··· Dati
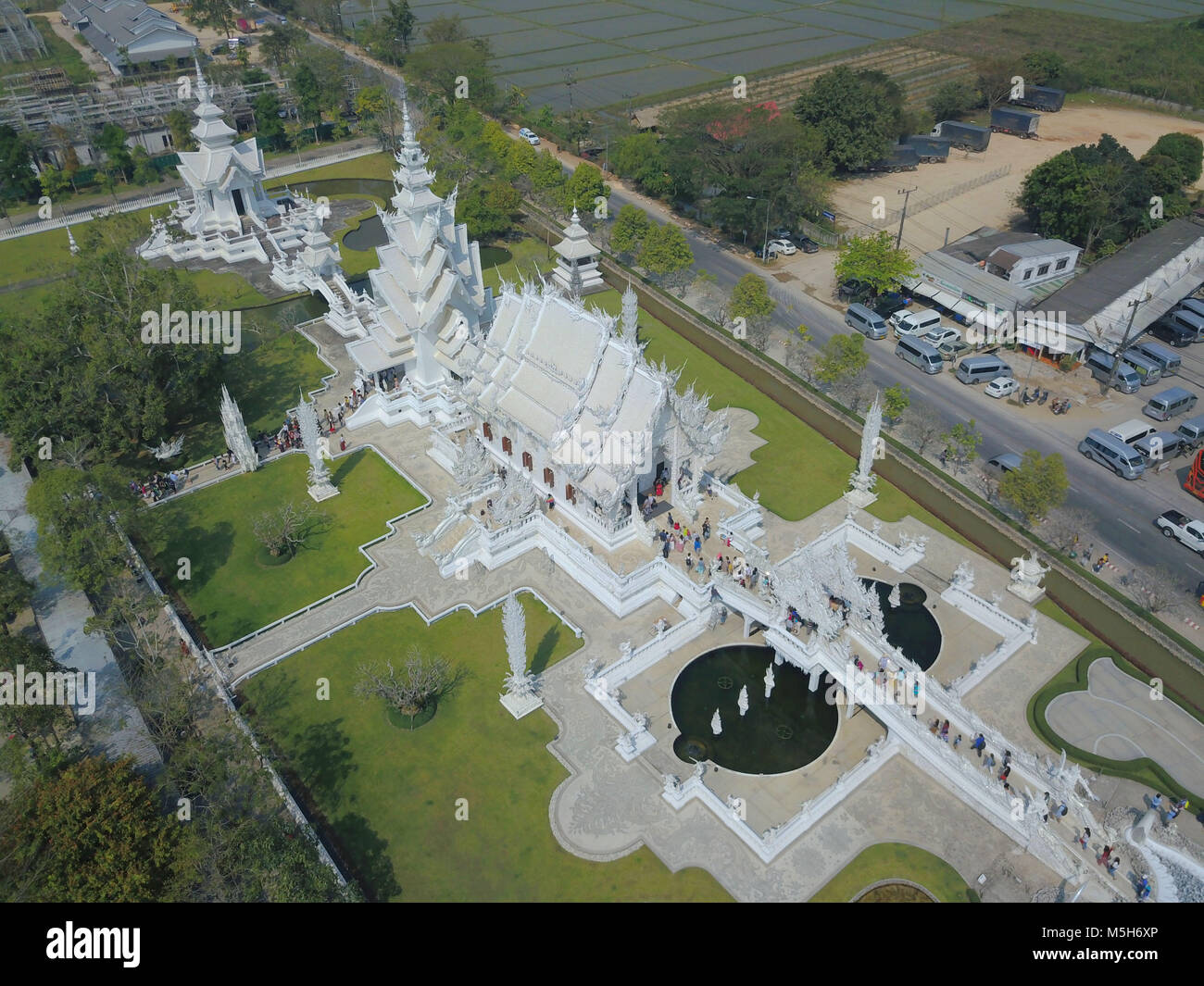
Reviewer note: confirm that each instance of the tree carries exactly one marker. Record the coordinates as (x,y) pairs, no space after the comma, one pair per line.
(841,360)
(896,399)
(962,442)
(490,208)
(81,517)
(873,260)
(181,124)
(1156,589)
(951,100)
(281,44)
(642,159)
(19,177)
(1036,486)
(1044,68)
(751,303)
(91,833)
(798,354)
(19,655)
(666,252)
(1185,149)
(584,188)
(630,228)
(79,366)
(412,688)
(397,27)
(309,101)
(922,428)
(269,124)
(285,530)
(1088,194)
(856,115)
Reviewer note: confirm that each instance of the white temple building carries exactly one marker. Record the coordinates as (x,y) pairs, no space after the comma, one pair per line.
(577,261)
(428,293)
(225,212)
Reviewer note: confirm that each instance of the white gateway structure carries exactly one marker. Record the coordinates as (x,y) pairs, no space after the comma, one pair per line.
(227,213)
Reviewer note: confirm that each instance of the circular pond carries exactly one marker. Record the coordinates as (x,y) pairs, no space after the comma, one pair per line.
(781,733)
(909,625)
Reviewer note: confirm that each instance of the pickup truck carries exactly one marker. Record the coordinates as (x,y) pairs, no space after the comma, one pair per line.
(1184,529)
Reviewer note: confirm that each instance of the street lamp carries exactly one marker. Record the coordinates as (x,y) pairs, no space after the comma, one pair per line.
(769,205)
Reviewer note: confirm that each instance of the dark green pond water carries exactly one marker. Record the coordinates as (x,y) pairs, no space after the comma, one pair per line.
(782,733)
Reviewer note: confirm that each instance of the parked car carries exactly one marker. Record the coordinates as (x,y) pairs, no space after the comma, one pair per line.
(1004,461)
(1000,387)
(944,333)
(1183,529)
(952,351)
(854,289)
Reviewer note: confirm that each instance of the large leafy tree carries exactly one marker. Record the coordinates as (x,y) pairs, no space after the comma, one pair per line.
(1036,486)
(19,180)
(666,252)
(89,833)
(745,161)
(1185,149)
(80,368)
(856,115)
(1090,194)
(81,517)
(874,260)
(629,231)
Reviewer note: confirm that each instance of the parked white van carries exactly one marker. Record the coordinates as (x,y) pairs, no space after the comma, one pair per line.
(915,323)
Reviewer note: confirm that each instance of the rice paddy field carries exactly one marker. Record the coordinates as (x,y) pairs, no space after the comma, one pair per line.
(634,51)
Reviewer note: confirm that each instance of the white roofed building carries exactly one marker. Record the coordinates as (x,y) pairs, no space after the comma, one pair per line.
(577,261)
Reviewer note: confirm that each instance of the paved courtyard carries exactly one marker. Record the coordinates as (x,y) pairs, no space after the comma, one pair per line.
(1119,718)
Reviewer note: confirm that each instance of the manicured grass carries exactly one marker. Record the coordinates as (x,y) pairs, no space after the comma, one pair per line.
(265,381)
(225,291)
(1074,678)
(887,861)
(389,796)
(517,260)
(369,167)
(232,592)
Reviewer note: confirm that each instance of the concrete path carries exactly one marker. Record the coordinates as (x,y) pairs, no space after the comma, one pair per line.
(1119,718)
(116,729)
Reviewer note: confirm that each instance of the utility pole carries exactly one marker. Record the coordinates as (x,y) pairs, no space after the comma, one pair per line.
(1128,329)
(907,194)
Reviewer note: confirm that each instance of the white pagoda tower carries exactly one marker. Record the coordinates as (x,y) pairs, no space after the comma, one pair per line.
(429,297)
(577,261)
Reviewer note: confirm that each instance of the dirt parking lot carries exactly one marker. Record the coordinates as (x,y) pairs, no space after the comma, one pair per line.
(992,205)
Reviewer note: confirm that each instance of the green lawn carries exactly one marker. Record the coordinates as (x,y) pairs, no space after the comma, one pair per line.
(233,590)
(265,380)
(520,259)
(1074,678)
(389,796)
(369,167)
(887,861)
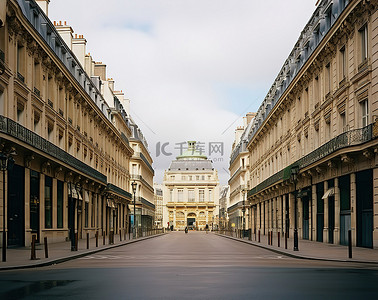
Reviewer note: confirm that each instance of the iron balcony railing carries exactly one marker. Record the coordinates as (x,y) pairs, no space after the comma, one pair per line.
(140,154)
(23,134)
(140,177)
(145,202)
(346,139)
(115,189)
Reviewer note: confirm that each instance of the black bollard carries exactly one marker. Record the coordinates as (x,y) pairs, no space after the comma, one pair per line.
(350,243)
(46,249)
(33,255)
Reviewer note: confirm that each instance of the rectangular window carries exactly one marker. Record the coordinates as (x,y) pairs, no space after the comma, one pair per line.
(94,211)
(364,43)
(201,195)
(191,197)
(365,113)
(342,63)
(48,202)
(86,213)
(329,16)
(180,195)
(37,78)
(59,216)
(328,79)
(21,62)
(316,91)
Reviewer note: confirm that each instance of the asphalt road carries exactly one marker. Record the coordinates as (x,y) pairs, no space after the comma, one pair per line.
(191,266)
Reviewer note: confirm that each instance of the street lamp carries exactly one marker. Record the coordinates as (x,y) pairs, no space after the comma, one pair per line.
(78,190)
(243,209)
(294,177)
(72,218)
(6,163)
(134,186)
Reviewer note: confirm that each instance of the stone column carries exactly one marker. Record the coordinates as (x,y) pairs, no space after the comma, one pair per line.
(325,229)
(336,232)
(279,214)
(353,208)
(27,207)
(300,217)
(42,205)
(314,211)
(258,206)
(375,208)
(291,214)
(54,203)
(284,214)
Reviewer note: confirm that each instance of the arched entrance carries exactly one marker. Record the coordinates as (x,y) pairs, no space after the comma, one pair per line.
(191,220)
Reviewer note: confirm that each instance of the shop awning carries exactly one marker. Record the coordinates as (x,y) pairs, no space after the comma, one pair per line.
(86,196)
(72,192)
(110,203)
(304,193)
(328,193)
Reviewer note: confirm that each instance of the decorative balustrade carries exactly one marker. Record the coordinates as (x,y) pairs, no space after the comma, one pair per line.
(27,136)
(346,139)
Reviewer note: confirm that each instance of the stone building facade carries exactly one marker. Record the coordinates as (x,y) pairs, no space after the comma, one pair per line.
(190,191)
(313,143)
(239,182)
(68,137)
(142,173)
(158,205)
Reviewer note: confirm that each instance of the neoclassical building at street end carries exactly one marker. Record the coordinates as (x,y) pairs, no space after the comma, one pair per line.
(190,191)
(65,134)
(313,144)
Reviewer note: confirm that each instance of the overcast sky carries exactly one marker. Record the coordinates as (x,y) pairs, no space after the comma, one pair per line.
(191,68)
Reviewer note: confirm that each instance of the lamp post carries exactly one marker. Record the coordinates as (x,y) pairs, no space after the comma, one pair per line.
(72,219)
(78,190)
(243,209)
(7,163)
(134,186)
(294,176)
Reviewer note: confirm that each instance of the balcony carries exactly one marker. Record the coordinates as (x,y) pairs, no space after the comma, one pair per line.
(20,77)
(346,139)
(37,92)
(50,103)
(27,136)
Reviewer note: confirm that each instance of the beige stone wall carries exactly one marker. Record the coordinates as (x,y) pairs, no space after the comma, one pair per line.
(40,94)
(326,99)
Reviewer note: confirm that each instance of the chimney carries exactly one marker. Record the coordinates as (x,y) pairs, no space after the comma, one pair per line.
(250,116)
(44,4)
(100,70)
(79,44)
(125,102)
(111,84)
(65,31)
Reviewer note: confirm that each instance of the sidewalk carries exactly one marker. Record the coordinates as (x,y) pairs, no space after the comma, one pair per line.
(313,250)
(19,258)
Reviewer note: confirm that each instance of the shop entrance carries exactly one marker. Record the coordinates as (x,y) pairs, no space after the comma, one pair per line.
(16,206)
(191,223)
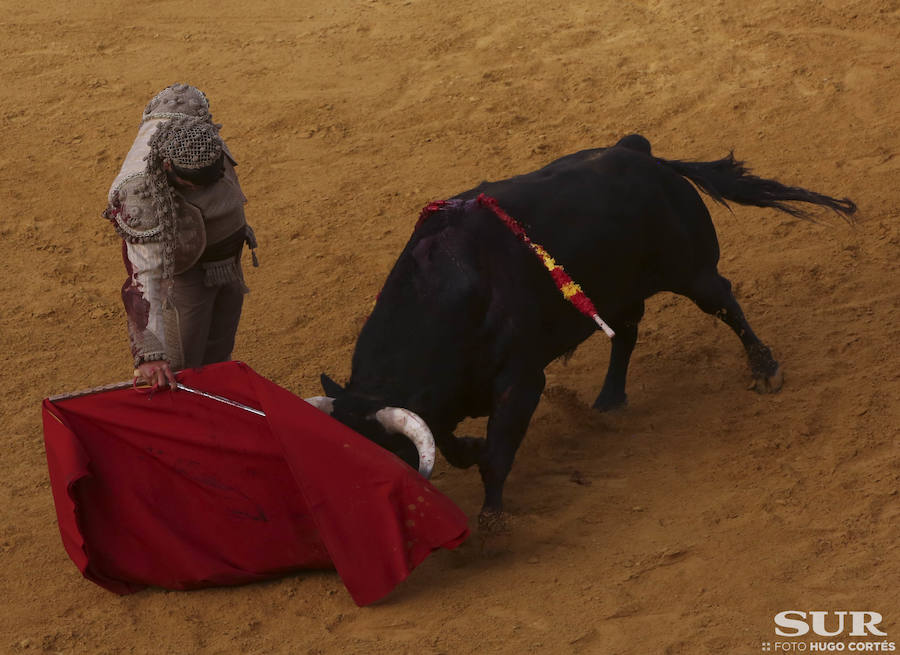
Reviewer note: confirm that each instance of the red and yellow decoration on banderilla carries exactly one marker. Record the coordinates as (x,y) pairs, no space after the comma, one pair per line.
(570,289)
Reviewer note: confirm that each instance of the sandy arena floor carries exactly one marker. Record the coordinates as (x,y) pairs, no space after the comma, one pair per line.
(681,525)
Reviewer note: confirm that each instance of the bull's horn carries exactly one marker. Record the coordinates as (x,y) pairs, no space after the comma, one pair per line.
(402,421)
(323,403)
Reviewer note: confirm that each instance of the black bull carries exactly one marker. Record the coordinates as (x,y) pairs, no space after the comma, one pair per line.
(469,318)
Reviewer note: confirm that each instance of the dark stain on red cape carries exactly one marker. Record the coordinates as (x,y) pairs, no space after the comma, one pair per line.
(182,492)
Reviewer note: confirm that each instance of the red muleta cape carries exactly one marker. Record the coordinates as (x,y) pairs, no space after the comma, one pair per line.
(181,492)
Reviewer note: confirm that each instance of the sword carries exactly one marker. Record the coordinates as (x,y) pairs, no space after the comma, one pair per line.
(126,385)
(221,399)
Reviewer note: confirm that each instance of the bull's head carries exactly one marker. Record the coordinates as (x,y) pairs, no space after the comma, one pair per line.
(393,428)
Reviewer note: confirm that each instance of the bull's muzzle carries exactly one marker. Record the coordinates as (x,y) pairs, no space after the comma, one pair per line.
(396,420)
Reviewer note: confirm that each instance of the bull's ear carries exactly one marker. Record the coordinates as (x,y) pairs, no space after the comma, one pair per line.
(332,389)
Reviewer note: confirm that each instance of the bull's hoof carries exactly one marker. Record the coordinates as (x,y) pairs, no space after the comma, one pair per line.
(494,533)
(768,383)
(608,402)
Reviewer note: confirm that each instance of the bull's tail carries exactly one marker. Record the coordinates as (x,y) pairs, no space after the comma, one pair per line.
(728,179)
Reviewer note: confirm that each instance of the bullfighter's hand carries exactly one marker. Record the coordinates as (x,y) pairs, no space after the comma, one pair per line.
(156,373)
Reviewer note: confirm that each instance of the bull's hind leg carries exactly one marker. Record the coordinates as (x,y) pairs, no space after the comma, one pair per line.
(713,295)
(612,395)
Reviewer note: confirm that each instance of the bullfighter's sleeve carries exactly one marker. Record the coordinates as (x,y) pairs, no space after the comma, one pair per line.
(152,317)
(147,293)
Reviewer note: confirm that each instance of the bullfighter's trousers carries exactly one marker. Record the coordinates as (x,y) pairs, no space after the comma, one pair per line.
(208,316)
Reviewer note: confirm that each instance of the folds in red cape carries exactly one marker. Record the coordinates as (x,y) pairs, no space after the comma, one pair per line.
(180,491)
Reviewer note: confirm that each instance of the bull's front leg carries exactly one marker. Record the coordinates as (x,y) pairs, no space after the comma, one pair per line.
(515,398)
(613,395)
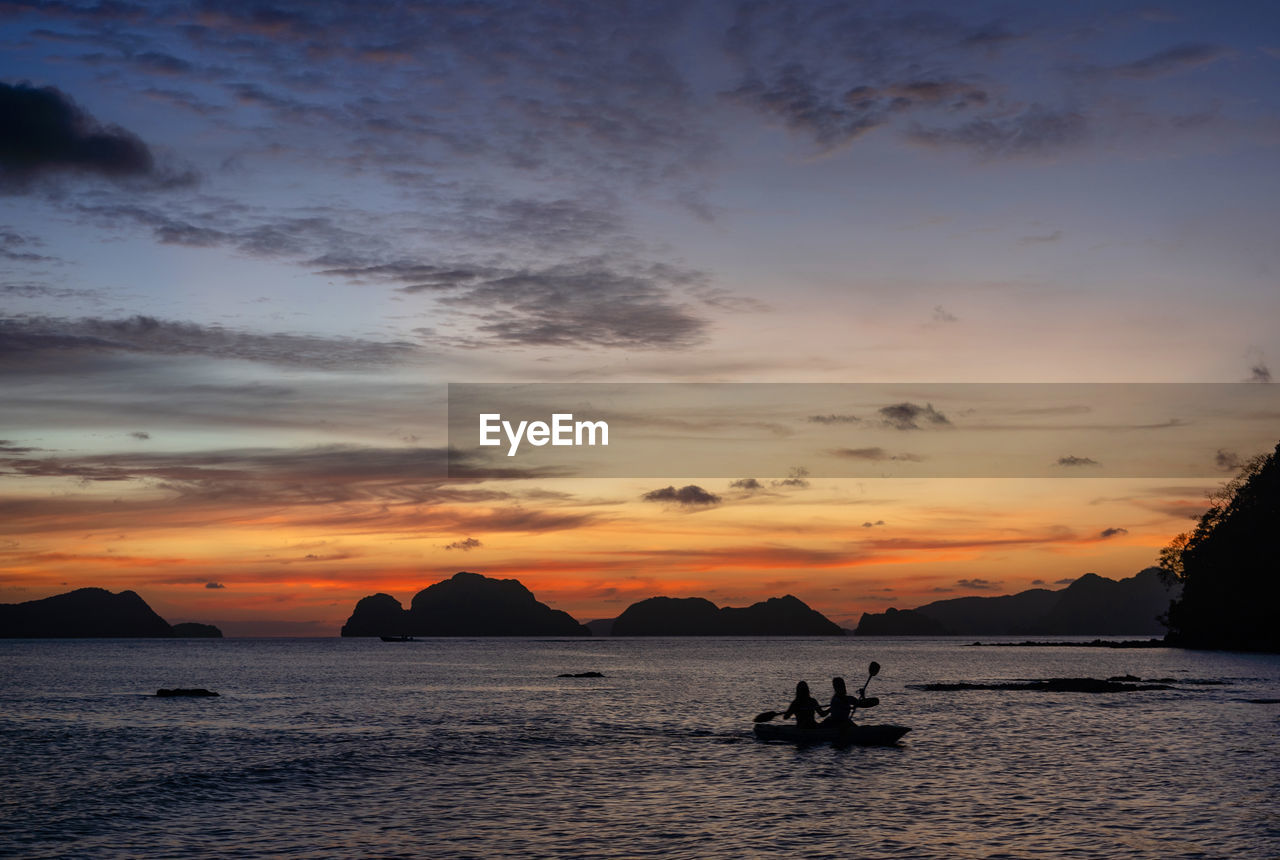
······
■ **Da fare**
Filtra le righe qui sopra e copia ciascuna di quelle che contengono la parola "balcony", tenendo conto di maiuscole e minuscole.

■ **La soluzione**
Reviewer note: confirm that each instance of the iron balcony railing carries exactly one marker. Record the coordinates as (x,y) pairs, no space after the comma, one pair per line.
Reviewer note: confirm that each instance of the balcony carries exactly one marker. Record the coordinates as (x,y) pairs, no space after the comma, one pair per line.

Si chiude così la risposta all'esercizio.